TO BE DONE
Pull out every line of the data below that contains the word "ground", matching case exactly.

PROVIDED RECORDS
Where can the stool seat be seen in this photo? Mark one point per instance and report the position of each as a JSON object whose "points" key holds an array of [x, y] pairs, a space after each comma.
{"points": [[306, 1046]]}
==
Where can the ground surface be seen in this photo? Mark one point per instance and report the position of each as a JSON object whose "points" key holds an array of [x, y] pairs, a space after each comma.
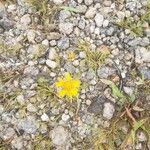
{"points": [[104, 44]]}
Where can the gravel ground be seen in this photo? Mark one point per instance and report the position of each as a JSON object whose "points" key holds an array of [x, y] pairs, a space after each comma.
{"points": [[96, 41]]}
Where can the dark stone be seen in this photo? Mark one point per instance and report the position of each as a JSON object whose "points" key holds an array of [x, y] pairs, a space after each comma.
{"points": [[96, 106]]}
...
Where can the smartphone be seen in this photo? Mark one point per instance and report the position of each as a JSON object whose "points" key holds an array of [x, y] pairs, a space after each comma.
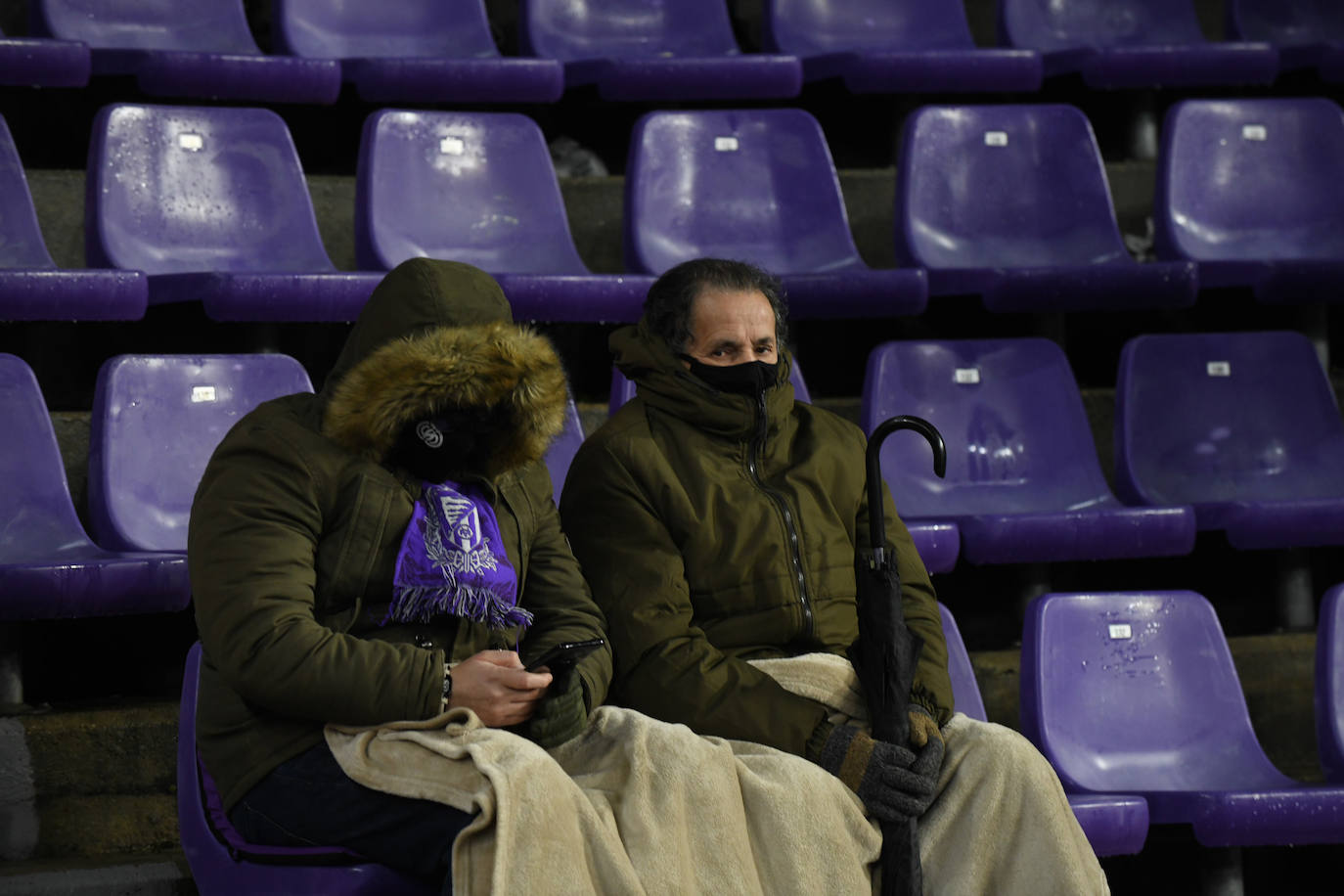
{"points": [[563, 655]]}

FINISHED EXERCISE
Where can the ground surface be seen in this photo? Mark one point per instance and report the position of each as a JSON object whose "points" key holds an array of [x, y] pairs, a space after each comma.
Where can the gravel ground be seen in this photo? Mark one point per instance and report the position of each as a JSON object whose "points" key holds an array of [x, y] pairs, a space after each comma.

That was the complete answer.